(Saved data entries)
*** Begin section ***
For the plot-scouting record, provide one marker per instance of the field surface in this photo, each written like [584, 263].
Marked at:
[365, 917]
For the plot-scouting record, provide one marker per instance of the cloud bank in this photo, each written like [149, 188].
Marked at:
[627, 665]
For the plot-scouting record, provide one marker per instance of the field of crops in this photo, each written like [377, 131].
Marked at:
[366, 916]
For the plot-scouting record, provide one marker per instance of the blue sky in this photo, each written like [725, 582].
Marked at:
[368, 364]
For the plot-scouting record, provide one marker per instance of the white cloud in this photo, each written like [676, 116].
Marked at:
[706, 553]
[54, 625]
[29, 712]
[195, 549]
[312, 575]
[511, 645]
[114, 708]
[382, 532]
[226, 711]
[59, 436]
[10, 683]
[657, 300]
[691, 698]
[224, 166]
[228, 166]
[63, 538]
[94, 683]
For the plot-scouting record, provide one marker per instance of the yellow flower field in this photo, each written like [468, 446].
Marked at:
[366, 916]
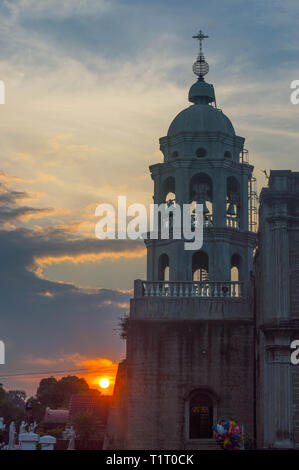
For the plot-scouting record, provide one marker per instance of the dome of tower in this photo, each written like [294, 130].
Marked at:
[201, 118]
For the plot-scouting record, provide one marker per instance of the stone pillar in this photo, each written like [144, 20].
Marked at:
[278, 400]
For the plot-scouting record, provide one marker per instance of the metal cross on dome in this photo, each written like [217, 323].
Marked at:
[200, 66]
[200, 36]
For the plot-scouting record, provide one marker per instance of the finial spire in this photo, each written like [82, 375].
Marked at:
[200, 66]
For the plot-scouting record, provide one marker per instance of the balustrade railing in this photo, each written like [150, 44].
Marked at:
[192, 289]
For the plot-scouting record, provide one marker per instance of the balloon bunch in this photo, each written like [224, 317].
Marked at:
[228, 435]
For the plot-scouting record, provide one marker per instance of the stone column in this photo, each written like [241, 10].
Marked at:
[278, 395]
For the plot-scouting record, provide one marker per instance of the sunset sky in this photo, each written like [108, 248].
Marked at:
[91, 85]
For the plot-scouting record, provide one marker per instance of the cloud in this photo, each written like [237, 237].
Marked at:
[47, 324]
[55, 8]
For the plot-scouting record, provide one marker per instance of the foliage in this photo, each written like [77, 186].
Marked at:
[57, 393]
[17, 397]
[85, 424]
[11, 412]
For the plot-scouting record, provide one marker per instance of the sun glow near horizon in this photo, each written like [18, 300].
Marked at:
[104, 382]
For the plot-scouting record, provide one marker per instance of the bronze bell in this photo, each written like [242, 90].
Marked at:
[231, 209]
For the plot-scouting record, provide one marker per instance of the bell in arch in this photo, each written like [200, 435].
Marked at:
[231, 209]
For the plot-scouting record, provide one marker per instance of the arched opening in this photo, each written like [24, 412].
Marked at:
[235, 274]
[168, 190]
[232, 202]
[201, 192]
[163, 268]
[200, 415]
[200, 266]
[235, 267]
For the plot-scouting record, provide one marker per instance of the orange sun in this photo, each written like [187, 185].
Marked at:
[104, 382]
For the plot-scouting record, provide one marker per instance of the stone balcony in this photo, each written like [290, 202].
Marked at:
[169, 300]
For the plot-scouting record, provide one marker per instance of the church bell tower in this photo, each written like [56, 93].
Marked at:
[190, 336]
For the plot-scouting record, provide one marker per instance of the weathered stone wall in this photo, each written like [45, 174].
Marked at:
[277, 300]
[167, 360]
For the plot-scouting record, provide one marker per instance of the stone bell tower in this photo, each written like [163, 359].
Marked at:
[190, 336]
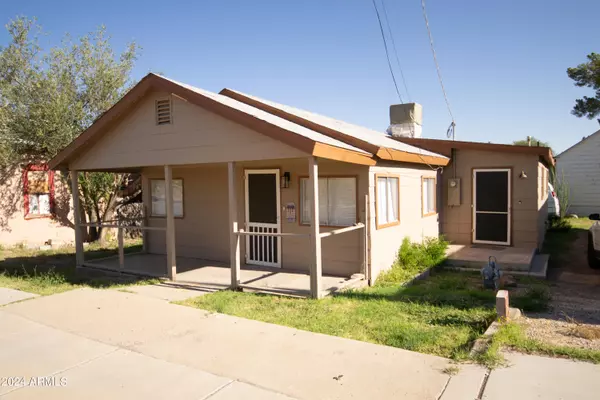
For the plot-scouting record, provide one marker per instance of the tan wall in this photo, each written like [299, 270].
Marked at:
[195, 136]
[385, 242]
[203, 232]
[15, 229]
[457, 220]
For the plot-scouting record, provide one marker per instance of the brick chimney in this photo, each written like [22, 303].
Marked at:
[406, 120]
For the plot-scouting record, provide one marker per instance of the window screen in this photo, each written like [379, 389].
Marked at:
[159, 204]
[387, 200]
[337, 201]
[429, 196]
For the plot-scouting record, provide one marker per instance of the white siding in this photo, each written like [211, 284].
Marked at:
[581, 167]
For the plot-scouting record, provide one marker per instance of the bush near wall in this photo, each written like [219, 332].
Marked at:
[414, 258]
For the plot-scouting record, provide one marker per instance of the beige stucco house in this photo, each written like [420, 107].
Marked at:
[236, 179]
[492, 194]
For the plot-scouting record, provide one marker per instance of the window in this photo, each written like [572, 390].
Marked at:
[428, 187]
[159, 204]
[163, 111]
[387, 199]
[337, 201]
[38, 191]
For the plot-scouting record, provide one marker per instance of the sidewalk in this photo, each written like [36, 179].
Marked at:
[283, 360]
[74, 367]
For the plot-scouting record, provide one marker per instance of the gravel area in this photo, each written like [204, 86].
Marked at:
[562, 333]
[573, 319]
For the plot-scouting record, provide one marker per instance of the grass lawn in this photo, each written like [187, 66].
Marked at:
[512, 335]
[47, 272]
[442, 315]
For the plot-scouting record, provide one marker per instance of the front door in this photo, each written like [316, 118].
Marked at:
[491, 206]
[262, 216]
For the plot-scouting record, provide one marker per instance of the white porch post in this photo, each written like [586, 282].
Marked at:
[234, 238]
[315, 239]
[171, 256]
[77, 218]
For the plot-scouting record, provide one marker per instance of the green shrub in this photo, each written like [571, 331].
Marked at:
[414, 258]
[558, 224]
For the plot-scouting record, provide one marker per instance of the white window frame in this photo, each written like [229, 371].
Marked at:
[176, 214]
[424, 186]
[380, 223]
[302, 195]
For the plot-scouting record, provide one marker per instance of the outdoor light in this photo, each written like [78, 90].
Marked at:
[285, 180]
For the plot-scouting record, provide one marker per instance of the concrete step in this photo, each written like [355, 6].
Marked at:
[538, 269]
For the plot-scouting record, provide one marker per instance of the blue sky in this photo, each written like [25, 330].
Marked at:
[503, 62]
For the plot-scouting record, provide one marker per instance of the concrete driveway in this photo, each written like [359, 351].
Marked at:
[112, 344]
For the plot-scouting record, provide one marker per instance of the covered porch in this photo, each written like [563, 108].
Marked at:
[208, 275]
[247, 244]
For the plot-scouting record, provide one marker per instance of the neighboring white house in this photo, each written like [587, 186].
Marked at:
[580, 164]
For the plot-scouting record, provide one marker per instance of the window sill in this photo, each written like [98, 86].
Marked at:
[164, 216]
[390, 224]
[38, 216]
*** End section ***
## WHAT TO PRODUCE
State how many lines of the data above contain the string "tower", and give no other words.

## EXERCISE SOLUTION
3